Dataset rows
--------------------

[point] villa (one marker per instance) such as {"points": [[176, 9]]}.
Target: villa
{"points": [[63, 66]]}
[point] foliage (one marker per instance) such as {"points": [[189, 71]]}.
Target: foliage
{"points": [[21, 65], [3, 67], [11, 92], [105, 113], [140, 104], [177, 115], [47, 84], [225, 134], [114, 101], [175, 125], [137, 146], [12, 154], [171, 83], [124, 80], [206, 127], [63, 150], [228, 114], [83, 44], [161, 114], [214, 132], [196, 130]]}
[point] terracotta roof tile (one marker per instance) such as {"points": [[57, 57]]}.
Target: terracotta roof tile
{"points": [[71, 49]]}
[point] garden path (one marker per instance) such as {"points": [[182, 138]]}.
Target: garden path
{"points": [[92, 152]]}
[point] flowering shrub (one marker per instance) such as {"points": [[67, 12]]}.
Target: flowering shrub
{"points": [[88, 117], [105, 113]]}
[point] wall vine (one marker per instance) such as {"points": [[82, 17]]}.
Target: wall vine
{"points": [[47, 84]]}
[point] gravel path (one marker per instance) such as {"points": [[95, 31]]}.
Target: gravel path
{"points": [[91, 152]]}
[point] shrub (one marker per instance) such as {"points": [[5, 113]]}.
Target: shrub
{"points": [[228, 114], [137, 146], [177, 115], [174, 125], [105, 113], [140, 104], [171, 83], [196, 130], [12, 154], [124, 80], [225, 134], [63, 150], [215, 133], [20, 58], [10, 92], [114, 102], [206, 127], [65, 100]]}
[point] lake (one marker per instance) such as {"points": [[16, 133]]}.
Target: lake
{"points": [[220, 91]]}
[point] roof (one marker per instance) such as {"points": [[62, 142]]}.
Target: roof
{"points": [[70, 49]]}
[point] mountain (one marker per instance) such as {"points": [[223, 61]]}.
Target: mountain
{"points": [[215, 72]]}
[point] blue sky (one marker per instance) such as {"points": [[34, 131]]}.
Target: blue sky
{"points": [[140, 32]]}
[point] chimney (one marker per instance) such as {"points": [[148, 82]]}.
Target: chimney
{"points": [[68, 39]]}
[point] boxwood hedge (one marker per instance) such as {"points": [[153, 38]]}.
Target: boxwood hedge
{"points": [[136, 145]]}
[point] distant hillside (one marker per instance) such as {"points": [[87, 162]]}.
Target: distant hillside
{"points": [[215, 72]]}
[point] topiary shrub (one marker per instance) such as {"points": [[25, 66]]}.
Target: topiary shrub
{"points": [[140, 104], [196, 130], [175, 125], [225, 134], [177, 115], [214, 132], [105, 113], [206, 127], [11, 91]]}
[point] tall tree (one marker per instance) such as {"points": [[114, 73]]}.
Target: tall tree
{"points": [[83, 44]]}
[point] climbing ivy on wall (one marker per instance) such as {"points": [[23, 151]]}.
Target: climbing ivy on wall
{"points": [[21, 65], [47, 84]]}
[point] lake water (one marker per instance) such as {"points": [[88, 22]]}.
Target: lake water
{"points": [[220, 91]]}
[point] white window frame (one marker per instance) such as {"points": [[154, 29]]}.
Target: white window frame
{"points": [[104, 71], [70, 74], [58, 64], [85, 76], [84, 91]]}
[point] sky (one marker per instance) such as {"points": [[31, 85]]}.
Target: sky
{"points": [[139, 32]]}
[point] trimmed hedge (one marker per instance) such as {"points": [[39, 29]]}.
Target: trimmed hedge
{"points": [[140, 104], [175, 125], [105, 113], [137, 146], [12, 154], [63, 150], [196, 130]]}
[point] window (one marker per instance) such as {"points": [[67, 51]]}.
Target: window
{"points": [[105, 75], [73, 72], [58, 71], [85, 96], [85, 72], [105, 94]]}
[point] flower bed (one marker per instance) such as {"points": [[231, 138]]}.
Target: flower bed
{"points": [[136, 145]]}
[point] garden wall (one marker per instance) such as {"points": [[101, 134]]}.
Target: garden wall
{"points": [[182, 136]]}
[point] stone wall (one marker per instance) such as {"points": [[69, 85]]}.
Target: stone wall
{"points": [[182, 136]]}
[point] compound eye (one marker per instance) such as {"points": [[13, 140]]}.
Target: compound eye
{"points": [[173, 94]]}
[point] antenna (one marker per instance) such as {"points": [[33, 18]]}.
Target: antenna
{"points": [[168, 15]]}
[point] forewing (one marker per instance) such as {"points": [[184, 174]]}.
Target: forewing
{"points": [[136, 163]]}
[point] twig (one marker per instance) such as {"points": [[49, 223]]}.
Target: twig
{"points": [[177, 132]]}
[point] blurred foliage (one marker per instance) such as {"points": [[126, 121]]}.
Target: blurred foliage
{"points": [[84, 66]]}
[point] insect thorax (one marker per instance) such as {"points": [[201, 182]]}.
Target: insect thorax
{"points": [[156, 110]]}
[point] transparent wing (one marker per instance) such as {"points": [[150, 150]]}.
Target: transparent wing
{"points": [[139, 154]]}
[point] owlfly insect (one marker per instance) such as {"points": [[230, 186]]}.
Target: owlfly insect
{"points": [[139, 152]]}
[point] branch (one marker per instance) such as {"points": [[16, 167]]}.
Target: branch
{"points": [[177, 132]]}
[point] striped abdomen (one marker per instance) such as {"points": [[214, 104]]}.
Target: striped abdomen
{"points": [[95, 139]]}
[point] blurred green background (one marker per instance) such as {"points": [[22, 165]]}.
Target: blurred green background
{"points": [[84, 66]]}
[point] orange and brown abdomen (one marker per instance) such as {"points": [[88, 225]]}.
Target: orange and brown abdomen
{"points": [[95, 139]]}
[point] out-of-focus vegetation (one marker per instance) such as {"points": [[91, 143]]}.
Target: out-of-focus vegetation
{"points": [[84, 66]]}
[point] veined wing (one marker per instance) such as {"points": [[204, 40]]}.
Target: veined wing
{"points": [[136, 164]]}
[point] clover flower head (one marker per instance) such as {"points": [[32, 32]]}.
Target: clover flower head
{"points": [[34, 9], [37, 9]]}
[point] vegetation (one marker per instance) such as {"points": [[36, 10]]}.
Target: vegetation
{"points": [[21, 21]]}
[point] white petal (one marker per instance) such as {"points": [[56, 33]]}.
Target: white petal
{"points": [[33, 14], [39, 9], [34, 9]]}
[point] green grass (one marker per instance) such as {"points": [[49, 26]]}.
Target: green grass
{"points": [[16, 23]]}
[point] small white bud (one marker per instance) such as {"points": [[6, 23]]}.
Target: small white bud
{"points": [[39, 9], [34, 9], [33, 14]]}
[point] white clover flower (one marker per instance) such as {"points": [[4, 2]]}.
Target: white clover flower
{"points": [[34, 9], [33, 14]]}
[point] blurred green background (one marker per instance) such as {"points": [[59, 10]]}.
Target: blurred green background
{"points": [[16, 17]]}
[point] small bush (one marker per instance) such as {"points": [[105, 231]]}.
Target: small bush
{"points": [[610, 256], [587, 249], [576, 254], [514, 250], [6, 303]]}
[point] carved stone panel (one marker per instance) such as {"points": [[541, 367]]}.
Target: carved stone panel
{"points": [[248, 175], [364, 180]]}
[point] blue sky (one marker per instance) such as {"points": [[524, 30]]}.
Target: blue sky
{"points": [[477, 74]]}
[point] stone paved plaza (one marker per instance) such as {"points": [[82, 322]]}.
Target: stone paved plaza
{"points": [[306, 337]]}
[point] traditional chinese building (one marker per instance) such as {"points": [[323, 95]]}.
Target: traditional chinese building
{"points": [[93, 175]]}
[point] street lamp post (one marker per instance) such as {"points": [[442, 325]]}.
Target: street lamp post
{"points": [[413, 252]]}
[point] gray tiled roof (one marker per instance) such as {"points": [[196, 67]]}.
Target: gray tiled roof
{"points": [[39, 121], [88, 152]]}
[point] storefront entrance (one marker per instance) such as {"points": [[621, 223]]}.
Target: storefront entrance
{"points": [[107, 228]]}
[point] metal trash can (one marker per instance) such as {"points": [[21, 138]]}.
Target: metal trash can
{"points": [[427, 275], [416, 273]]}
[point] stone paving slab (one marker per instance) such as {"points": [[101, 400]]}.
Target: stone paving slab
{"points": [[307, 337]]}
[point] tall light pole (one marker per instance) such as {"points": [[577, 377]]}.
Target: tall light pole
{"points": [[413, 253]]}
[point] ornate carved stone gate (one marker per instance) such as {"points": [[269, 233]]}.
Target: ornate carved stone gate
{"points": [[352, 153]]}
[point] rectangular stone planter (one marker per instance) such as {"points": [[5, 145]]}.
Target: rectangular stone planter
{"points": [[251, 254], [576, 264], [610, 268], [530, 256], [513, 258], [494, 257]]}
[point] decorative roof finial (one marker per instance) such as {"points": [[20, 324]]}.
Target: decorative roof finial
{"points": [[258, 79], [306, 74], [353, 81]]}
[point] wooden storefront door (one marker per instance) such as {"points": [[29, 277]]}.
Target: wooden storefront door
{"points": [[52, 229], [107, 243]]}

--------------------

Copy exactly the line containing "[point] small bush" and every line after it, ending with the last line of the records above.

* _THE COMPLETED TASK_
[point] small bush (one marker per instance) such as {"points": [[105, 231]]}.
Target: small bush
{"points": [[610, 256], [587, 249], [576, 254], [514, 250], [6, 303]]}
[point] carved stone panel (one marker per instance) such as {"points": [[541, 367]]}.
Target: carved stone panel
{"points": [[248, 175], [364, 180]]}
[point] blue sky (one marker per instance) such as {"points": [[524, 30]]}.
Target: blue sky
{"points": [[477, 74]]}
[point] stone paved plaza (one marker per instance) such as {"points": [[82, 322]]}.
Target: stone paved plaza
{"points": [[306, 337]]}
[point] traditional chinese building (one marker per instance) such as {"points": [[323, 95]]}.
Target: traditional chinese building
{"points": [[93, 175]]}
[point] street lamp post (one marker per instance) such as {"points": [[442, 325]]}.
Target: street lamp post
{"points": [[413, 252]]}
[point] gray tiled roof (one marker per instance) such as {"points": [[196, 67]]}.
Target: gray tiled roof
{"points": [[39, 121], [88, 152]]}
[point] storefront entrance (one marker per instance) such as {"points": [[621, 223]]}.
Target: storefront entrance
{"points": [[107, 228]]}
[point] metal trash can (one marker per instance) such as {"points": [[21, 138]]}.
Target: metal trash can
{"points": [[427, 275], [416, 273]]}
[point] stone paving slab (one marker per instance) such as {"points": [[101, 400]]}.
Target: stone paving slab
{"points": [[307, 337]]}
[point] tall light pole (one marker per instance) such as {"points": [[577, 377]]}.
Target: tall light pole
{"points": [[413, 253]]}
[point] ornate carved stone gate (one marker per instance) such as {"points": [[269, 233]]}.
Target: ornate carved stone gate
{"points": [[352, 153]]}
[point] rectangular stone planter (one marker per instance) such as {"points": [[5, 145]]}.
Target: rectangular stone planter
{"points": [[251, 254], [576, 264], [610, 268], [530, 256], [513, 258], [494, 257]]}
[point] decorative roof finial (one marker per instance) such as {"points": [[20, 324]]}.
Target: decorative roof finial
{"points": [[258, 79], [306, 74], [353, 81]]}
[point] wooden storefront door (one marker per instance) such as {"points": [[29, 277]]}.
Target: wooden storefront door
{"points": [[52, 229], [107, 243]]}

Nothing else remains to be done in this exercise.